— Start Document excerpt —

# The One Show



## Bax__ (Jan 17, 2012)

This gives you two reasons to watch.... the other being Alex Jones....

http://www.rcahms.gov.uk/news/rcahms-goes-underground-with-the-one-show


----------



## PaulPowers (Jan 17, 2012)

If just one of us watches it will double it's viewing figures


----------



## Seahorse (Jan 18, 2012)

Thanks for the heads up. Are you back in the UK?


----------



## mersonwhoopie (Jan 18, 2012)

I'll have to check this out later. What was Alex Jones doing on The One Show?


----------



## mersonwhoopie (Jan 18, 2012)

mersonwhoopie said:


> I'll have to check this out later. What was Alex Jones doing on The One Show?



Ignore me! Just googled The One Show and see its not the same Alex Jones I was thinking of!


----------



## TeeJF (Jan 18, 2012)

Alex Jones... *sigh. That place must be like the one in Orkney on Hoy. I got in that about 25 years ago and climbed up to the top of one of the tanks. My dive torch would throw a beam several hundred yards but I could not see the back of the tank. BIG!


----------



## zimbob (Jan 18, 2012)

Looking forward to this, Inchindown is ace 

Sadly lost half-an-hour of my life last night after reading that it was airing on the 17th...


----------



## Bax__ (Jan 18, 2012)

Seahorse said:


> Thanks for the heads up. Are you back in the UK?



Yeh, Need to meet up sometime for an explore......


----------



## Bax__ (Jan 20, 2012)

Feck! I forgot about this! Was it any good?


----------



## Pincheck (Jan 20, 2012)

Bax__ said:


> Feck! I forgot about this! Was it any good?

— End Document excerpt —
— Start Dataset records —

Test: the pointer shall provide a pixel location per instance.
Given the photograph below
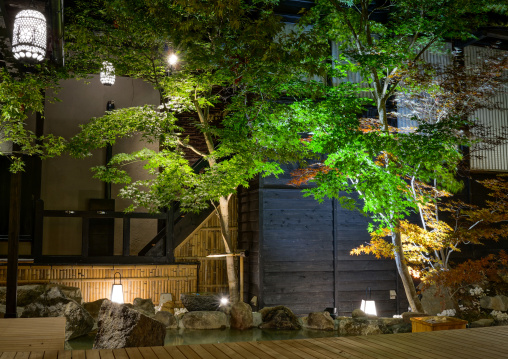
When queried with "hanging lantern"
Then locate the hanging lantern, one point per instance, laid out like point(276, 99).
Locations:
point(107, 75)
point(117, 290)
point(29, 36)
point(368, 306)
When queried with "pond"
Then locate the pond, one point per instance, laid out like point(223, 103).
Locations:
point(187, 336)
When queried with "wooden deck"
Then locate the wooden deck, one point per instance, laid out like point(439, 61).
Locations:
point(466, 343)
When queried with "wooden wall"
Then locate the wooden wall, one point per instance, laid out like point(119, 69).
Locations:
point(299, 252)
point(207, 239)
point(248, 238)
point(143, 281)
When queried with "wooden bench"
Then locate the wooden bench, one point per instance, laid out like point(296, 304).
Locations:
point(32, 334)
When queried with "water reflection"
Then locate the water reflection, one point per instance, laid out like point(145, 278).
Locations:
point(188, 336)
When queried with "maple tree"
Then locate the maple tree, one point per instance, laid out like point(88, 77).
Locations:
point(385, 43)
point(235, 63)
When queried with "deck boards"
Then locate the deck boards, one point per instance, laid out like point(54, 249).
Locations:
point(466, 343)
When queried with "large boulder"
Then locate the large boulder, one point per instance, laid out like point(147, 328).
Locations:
point(123, 327)
point(241, 316)
point(434, 301)
point(318, 321)
point(26, 294)
point(279, 317)
point(200, 301)
point(94, 308)
point(350, 326)
point(406, 316)
point(54, 303)
point(499, 302)
point(145, 306)
point(166, 318)
point(204, 320)
point(73, 293)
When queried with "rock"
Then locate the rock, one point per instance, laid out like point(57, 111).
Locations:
point(241, 316)
point(144, 306)
point(168, 307)
point(94, 308)
point(257, 319)
point(53, 303)
point(166, 318)
point(123, 327)
point(434, 301)
point(3, 308)
point(318, 321)
point(26, 294)
point(406, 316)
point(481, 323)
point(398, 328)
point(204, 320)
point(200, 301)
point(73, 293)
point(279, 317)
point(350, 326)
point(499, 302)
point(358, 313)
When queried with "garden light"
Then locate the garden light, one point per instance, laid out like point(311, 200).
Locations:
point(29, 36)
point(107, 75)
point(117, 290)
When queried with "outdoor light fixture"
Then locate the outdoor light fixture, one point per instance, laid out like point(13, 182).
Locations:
point(107, 75)
point(29, 36)
point(117, 290)
point(172, 59)
point(368, 306)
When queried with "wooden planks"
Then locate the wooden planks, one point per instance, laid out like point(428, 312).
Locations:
point(31, 334)
point(482, 343)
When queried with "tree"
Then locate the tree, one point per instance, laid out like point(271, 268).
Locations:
point(235, 64)
point(386, 41)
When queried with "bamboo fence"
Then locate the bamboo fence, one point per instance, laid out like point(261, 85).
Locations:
point(95, 281)
point(205, 240)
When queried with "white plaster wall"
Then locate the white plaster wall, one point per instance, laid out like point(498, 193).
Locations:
point(67, 183)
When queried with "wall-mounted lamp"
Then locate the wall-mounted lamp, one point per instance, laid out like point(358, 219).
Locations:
point(29, 36)
point(117, 290)
point(368, 305)
point(172, 59)
point(242, 254)
point(107, 75)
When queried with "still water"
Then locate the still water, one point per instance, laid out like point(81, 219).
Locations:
point(187, 336)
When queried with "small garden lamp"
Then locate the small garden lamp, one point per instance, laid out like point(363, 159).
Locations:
point(29, 36)
point(368, 305)
point(107, 75)
point(117, 290)
point(172, 59)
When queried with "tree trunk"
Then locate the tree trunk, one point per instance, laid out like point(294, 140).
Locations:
point(230, 260)
point(403, 270)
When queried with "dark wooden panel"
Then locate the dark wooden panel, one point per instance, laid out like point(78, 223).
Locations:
point(285, 279)
point(295, 253)
point(310, 235)
point(298, 298)
point(303, 245)
point(318, 266)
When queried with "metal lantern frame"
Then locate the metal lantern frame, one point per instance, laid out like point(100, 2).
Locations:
point(29, 37)
point(117, 290)
point(107, 75)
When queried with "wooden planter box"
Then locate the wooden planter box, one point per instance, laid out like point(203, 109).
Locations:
point(434, 323)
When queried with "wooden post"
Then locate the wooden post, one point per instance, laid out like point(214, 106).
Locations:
point(85, 235)
point(126, 247)
point(241, 277)
point(169, 242)
point(13, 246)
point(37, 230)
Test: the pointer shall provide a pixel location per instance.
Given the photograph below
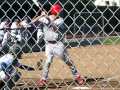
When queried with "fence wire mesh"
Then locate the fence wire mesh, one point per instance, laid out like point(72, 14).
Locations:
point(85, 34)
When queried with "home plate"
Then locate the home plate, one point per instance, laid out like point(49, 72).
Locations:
point(78, 88)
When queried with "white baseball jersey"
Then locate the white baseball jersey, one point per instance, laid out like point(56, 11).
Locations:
point(13, 26)
point(15, 32)
point(7, 59)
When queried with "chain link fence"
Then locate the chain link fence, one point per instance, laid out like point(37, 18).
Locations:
point(90, 33)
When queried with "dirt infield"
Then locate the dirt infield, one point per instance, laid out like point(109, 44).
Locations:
point(101, 61)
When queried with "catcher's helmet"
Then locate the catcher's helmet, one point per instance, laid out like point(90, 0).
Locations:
point(55, 9)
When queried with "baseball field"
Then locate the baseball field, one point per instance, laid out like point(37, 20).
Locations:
point(99, 64)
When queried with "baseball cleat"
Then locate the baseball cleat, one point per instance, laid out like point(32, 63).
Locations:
point(79, 80)
point(41, 82)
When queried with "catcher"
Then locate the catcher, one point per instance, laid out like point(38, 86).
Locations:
point(9, 75)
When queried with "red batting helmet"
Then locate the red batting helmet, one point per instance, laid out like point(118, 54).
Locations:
point(55, 9)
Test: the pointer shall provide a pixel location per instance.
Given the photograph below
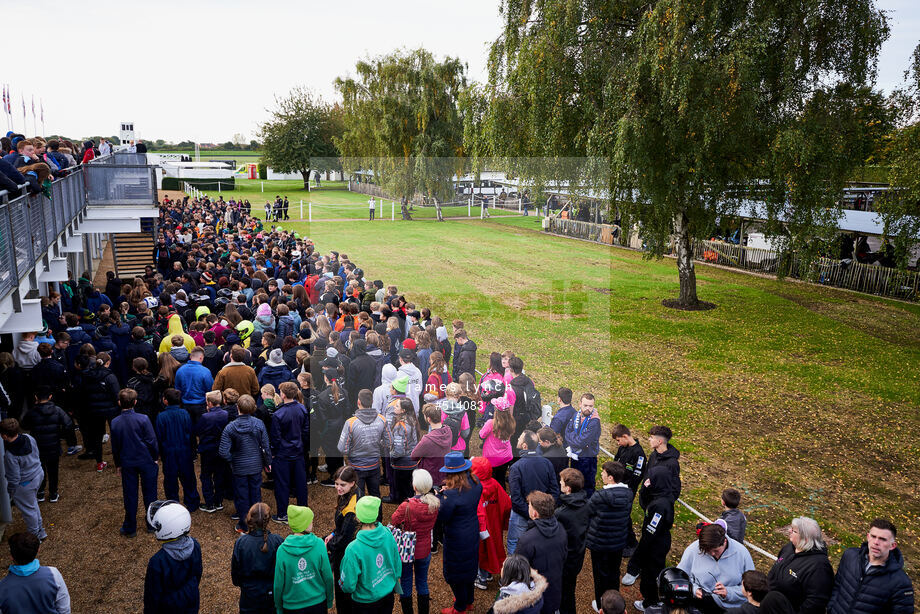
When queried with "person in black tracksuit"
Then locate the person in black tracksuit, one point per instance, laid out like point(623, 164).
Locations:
point(655, 541)
point(608, 528)
point(47, 423)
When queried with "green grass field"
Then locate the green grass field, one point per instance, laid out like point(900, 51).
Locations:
point(331, 201)
point(804, 398)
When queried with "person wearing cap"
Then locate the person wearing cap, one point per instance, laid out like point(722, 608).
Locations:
point(194, 381)
point(275, 371)
point(303, 577)
point(371, 567)
point(459, 516)
point(407, 368)
point(174, 572)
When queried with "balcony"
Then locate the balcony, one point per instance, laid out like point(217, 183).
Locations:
point(43, 238)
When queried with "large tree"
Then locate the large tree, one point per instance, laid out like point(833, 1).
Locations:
point(401, 121)
point(300, 135)
point(696, 104)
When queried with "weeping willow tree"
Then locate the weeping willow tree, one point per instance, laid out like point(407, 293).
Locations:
point(402, 123)
point(695, 106)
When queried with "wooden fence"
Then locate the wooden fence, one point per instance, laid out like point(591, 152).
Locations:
point(852, 275)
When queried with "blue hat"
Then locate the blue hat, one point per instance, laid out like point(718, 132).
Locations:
point(455, 463)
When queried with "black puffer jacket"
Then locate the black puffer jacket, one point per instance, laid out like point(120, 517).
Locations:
point(572, 513)
point(882, 589)
point(806, 578)
point(47, 423)
point(99, 391)
point(609, 519)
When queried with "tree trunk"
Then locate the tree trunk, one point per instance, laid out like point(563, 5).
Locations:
point(686, 272)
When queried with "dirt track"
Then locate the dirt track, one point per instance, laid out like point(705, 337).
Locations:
point(105, 572)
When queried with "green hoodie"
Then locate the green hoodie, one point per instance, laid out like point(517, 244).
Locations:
point(371, 567)
point(303, 576)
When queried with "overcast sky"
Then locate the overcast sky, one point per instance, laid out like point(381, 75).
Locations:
point(207, 69)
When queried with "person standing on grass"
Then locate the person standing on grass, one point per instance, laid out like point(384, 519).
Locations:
point(459, 516)
point(871, 578)
point(30, 587)
point(252, 567)
point(417, 514)
point(582, 439)
point(531, 472)
point(48, 423)
point(545, 545)
point(174, 572)
point(23, 474)
point(244, 444)
point(573, 514)
point(134, 451)
point(177, 444)
point(631, 455)
point(213, 468)
point(303, 577)
point(371, 566)
point(290, 428)
point(608, 528)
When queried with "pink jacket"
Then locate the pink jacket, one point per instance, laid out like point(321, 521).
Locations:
point(497, 451)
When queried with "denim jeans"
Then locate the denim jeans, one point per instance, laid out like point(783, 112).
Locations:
point(420, 568)
point(517, 524)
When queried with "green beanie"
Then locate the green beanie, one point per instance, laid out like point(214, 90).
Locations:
point(299, 518)
point(366, 509)
point(401, 384)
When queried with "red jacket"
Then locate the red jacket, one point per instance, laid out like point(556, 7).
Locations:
point(494, 510)
point(413, 515)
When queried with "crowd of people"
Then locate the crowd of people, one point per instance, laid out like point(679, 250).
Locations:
point(273, 365)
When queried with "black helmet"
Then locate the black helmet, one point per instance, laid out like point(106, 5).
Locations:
point(491, 389)
point(675, 587)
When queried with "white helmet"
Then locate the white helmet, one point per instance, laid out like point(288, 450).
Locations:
point(169, 519)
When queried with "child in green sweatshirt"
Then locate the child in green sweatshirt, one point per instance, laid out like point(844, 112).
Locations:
point(303, 576)
point(371, 567)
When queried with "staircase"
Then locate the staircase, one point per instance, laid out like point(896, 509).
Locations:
point(133, 251)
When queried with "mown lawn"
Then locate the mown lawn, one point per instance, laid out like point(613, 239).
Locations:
point(804, 398)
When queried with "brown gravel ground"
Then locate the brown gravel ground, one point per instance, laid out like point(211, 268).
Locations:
point(105, 572)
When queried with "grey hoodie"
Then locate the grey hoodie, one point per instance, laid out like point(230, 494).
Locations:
point(365, 439)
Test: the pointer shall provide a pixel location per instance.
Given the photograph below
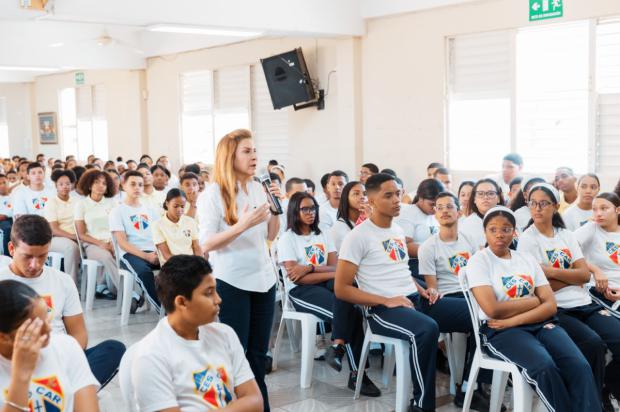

— End Dataset records —

**Task instructions:**
A – In the forum thread about The One Show, what are the answers to these questions?
(i) About how many years ago did TeeJF go into the place in Orkney on Hoy?
(ii) What word does zimbob use to describe Inchindown?
(iii) What did mersonwhoopie find out after googling The One Show?
B – Can you update the forum thread about The One Show by giving everything from "Ignore me! Just" down to "the tank. BIG!" again, with "dive torch" replaced by "flashlight"?
C – What comes next in the forum thread about The One Show? Write it, following on from its final line.

**The results:**
A –
(i) About 25 years ago.
(ii) Ace.
(iii) It was not the same Alex Jones that mersonwhoopie had been thinking of.

B –
Ignore me! Just googled The One Show and see its not the same Alex Jones I was thinking of!


----------



## TeeJF (Jan 18, 2012)

Alex Jones... *sigh. That place must be like the one in Orkney on Hoy. I got in that about 25 years ago and climbed up to the top of one of the tanks. My flashlight would throw a beam several hundred yards but I could not see the back of the tank. BIG!

C –
you will get it on catch up mate not to worry furthest north i have been was Golspie what beautiful if not scary bloody roads


----------



## Walrus75 (Jan 21, 2012)

Available on iPlayer, the article is about 33 minutes into the program.
http://www.bbc.co.uk/programmes/b007tcw7


----------



## Seahorse (Jan 21, 2012)

Bax__ said:


> Yeh, Need to meet up sometime for an explore......



Sounds like a plan. If I manage to get any time away from this boat, that is. Scheduled for 200 plus days at sea this year.


----------



## zimbob (Jan 21, 2012)

Walrus75 said:


> Available on iPlayer, the article is about 33 minutes into the program.
> http://www.bbc.co.uk/programmes/b007tcw7



Nice one, thanks for the link 

Worth watching, although I think they could have made more of it, linking it to the Tank Farm and so on. I am biased though


----------



## FFerret (Jan 22, 2012)

Thanks for the link.

Until recently used to watch The One Show on a regular basis, then got board with it.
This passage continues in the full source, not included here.